▸ Work instructions:
Copy all of the records exactly.

(Collection entries)

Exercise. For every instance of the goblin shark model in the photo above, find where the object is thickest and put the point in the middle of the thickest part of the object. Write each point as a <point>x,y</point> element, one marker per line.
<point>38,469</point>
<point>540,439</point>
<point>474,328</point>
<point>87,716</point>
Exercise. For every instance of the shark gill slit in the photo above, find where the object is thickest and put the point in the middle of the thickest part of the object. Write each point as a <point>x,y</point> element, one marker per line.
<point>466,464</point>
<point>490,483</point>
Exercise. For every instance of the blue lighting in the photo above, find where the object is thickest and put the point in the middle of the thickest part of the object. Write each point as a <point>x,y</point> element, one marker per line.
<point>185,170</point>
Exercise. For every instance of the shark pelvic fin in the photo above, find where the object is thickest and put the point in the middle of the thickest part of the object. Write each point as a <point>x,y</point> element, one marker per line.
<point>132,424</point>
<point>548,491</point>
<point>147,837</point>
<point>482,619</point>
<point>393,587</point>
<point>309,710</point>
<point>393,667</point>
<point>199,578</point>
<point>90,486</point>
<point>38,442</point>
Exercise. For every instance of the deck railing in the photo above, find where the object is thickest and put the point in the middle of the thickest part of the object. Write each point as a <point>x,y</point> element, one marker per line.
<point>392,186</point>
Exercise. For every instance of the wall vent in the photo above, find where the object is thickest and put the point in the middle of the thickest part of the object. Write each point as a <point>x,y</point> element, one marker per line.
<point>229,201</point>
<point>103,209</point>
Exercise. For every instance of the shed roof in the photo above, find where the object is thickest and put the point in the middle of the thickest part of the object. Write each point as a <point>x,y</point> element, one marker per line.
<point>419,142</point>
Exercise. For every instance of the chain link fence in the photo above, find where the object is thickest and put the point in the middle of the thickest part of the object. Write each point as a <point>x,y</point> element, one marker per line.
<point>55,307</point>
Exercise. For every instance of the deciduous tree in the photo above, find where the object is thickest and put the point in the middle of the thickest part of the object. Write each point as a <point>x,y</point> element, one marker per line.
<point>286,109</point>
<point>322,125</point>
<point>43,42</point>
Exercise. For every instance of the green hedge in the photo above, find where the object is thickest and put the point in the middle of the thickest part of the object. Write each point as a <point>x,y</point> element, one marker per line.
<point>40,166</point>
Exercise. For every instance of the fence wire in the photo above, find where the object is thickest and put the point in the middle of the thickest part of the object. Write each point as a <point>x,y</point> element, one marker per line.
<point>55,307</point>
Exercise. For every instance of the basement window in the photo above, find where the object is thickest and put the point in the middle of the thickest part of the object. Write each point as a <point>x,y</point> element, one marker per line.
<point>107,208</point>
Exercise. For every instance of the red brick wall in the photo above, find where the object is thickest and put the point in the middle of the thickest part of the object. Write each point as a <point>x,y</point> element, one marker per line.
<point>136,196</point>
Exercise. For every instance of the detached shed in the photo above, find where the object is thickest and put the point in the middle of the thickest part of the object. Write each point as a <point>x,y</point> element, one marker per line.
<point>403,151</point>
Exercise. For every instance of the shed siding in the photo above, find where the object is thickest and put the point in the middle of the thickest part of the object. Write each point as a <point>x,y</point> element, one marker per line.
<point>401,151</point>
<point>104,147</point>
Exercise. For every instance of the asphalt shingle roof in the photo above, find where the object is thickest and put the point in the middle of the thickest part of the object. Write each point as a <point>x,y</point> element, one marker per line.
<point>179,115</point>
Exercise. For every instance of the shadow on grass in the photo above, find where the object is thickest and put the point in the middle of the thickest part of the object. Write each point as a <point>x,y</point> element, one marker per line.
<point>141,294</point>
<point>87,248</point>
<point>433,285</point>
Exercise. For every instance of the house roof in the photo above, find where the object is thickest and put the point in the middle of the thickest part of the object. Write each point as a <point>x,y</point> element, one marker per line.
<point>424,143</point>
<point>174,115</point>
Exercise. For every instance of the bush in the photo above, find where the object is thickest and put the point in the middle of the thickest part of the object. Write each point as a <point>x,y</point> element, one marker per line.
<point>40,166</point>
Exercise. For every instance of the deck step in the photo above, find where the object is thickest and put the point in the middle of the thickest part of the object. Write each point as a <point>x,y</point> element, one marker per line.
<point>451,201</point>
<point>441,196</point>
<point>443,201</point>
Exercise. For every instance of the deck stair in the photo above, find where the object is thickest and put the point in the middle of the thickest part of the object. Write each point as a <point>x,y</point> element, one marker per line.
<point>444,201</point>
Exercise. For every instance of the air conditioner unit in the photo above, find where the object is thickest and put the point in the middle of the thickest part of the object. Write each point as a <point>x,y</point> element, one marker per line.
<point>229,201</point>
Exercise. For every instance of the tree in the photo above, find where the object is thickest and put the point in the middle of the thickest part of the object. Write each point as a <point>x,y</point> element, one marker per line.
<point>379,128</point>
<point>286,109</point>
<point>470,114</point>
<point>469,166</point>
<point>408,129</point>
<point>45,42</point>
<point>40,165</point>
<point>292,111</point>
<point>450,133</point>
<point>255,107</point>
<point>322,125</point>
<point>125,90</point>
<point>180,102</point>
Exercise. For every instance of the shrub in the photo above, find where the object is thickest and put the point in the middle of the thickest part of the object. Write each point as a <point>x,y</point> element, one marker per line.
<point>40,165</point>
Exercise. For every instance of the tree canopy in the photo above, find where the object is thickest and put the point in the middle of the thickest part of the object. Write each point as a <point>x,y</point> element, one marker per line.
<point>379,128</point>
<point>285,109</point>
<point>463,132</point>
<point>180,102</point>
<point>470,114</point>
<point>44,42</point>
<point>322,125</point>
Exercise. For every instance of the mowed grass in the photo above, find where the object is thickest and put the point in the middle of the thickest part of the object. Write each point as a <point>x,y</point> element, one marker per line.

▸ Completed exercise:
Exercise. For every instance of the goblin shark model in the photo above, find where the object is thickest and put the point in the middle of the thickest part of the object. Write each point as a <point>x,y</point> element, one marker per line.
<point>38,469</point>
<point>540,439</point>
<point>474,328</point>
<point>87,716</point>
Exercise. For every instance of the shark gill slit in the photo above, find where the object is thickest and put the point in the middle of the thickest part of the object. Write each point as a <point>x,y</point> element, one marker per line.
<point>466,464</point>
<point>490,483</point>
Exercise. For every instance of the blue lighting in the photo above, find where the object is thickest and put the point in the middle of the thickest part of the object. Write each point as a <point>x,y</point> element, one marker per line.
<point>185,170</point>
Exercise. For every instance of the shark pelvic fin in the photo above, find where the object is thickest and put the point in the middle of the thickest part of the object. Write each point as a <point>x,y</point> element, one marker per line.
<point>132,424</point>
<point>548,491</point>
<point>147,837</point>
<point>482,619</point>
<point>393,587</point>
<point>309,710</point>
<point>393,667</point>
<point>199,578</point>
<point>90,486</point>
<point>38,442</point>
Exercise. For every instance of the deck railing in the photo above, find where the object is thickest and put the point in the middle of the thickest part of the object. Write each point as a <point>x,y</point> element, one marker per line.
<point>392,186</point>
Exercise. For every instance of the wall vent in the photo above, find where the object is thickest and put the point in the middle of the thickest part of the object. Write each point as a <point>x,y</point> element, one marker per line.
<point>229,201</point>
<point>103,209</point>
Exercise. For every instance of the shed roof in the photo above, find where the object is thickest and put the point in the middle of the thickest part of the object. Write each point as a <point>x,y</point> element, one marker per line.
<point>419,142</point>
Exercise. For every instance of the chain link fence in the photo above, find where the object is thickest and put the point in the middle of the thickest part of the object. Write each point as a <point>x,y</point> element, one marker per line.
<point>55,307</point>
Exercise. For every instance of the deciduous tree in the photo above, find where the object is thickest and put the point in the middle of the thickest part of the object. Write each point as a <point>x,y</point> element, one marker per line.
<point>286,109</point>
<point>322,125</point>
<point>43,42</point>
Exercise. For every instance of the green hedge in the photo above, find where the object is thickest and put the point in the middle of the thickest part of the object. Write each point as a <point>x,y</point> element, one marker per line.
<point>40,166</point>
Exercise. For every instance of the fence wire in the photo above, find where the object is thickest and put the point in the middle of the thickest part of the object. Write each point as a <point>x,y</point> element, one marker per line.
<point>55,307</point>
Exercise. For every instance of the basement window in the photo above, find where the object is thickest and put the point in the middle of the thickest part of the object. Write each point as a <point>x,y</point> element, one marker per line.
<point>107,208</point>
Exercise. For every instance of the red brick wall in the photo above, find where the object is thickest and put the point in the middle of the thickest part of the object. Write each point as a <point>x,y</point> element, one marker per line.
<point>136,196</point>
Exercise. For every instance of the detached shed in the photo above, find where the object is thickest and put the point in the middle of the thickest part of the object. Write each point as a <point>x,y</point> element, one marker per line.
<point>403,151</point>
Exercise. For every instance of the shed siding in the photo above, find where the object is thickest and put the point in the middle of the thickest part of the object. Write each point as a <point>x,y</point> element, one marker per line.
<point>401,151</point>
<point>104,147</point>
Exercise. For every instance of the asphalt shingle roof in the photo above, find where the object is thickest and put the point in the middle of the thickest part of the object. Write each point as a <point>x,y</point> element, one marker per line.
<point>179,115</point>
Exercise. For every instance of the shadow on grass in the photo above, find where the object is thickest and put the point in the middle of the thickest part of the object. Write each point as a <point>x,y</point> element, one marker per line.
<point>141,294</point>
<point>87,248</point>
<point>433,285</point>
Exercise. For every instance of the house roof in the photo above, find where the object is thickest and put the point in the middle of the thickest part of the object. Write each point as a <point>x,y</point> element, one marker per line.
<point>424,143</point>
<point>174,115</point>
Exercise. For every instance of the bush in the photo above, find where the object is thickest and put the point in the middle of the thickest part of the object. Write each point as a <point>x,y</point> element, one marker per line.
<point>40,166</point>
Exercise. For every instance of the deck step in the photo above, find where the object is thickest and put the point in the middle of the thickest part of the object. Write each point as a <point>x,y</point> element, one marker per line.
<point>451,201</point>
<point>441,196</point>
<point>443,201</point>
Exercise. For every instance of the deck stair in the photo above, find where the object is thickest and put the point in the middle of the thickest part of the object. Write each point as a <point>x,y</point> element, one marker per line.
<point>444,201</point>
Exercise. For every instance of the air conditioner unit in the photo above, find where the object is thickest and put the point in the middle of the thickest part of the object. Write each point as a <point>x,y</point> element, one marker per line.
<point>229,201</point>
Exercise. For every instance of the tree in the photo above, find where the object is thickest and put the point in the middle of the thickest part of the object. Write each point as a <point>x,y</point> element, one marker per line.
<point>379,128</point>
<point>286,109</point>
<point>470,114</point>
<point>469,166</point>
<point>408,129</point>
<point>45,42</point>
<point>40,165</point>
<point>292,111</point>
<point>450,133</point>
<point>255,107</point>
<point>322,125</point>
<point>125,90</point>
<point>180,102</point>
Exercise. For every instance of the shrub in the photo above, find where the object is thickest and put the point in the middle of the thickest part of the object. Write each point as a <point>x,y</point> element, one marker per line.
<point>40,165</point>
Exercise. For every instance of the tree canopy in the photo above, find where the object is thickest and put the point in the middle of the thickest part of the object. Write each point as a <point>x,y</point> element, one marker per line.
<point>379,128</point>
<point>285,109</point>
<point>463,132</point>
<point>180,102</point>
<point>470,114</point>
<point>44,42</point>
<point>322,125</point>
Exercise. For every instance of the mowed grass in the photo above, find where the object is thickest and put the point in the middle of the thickest part of the object. Write each point as a <point>x,y</point> element, one marker per line.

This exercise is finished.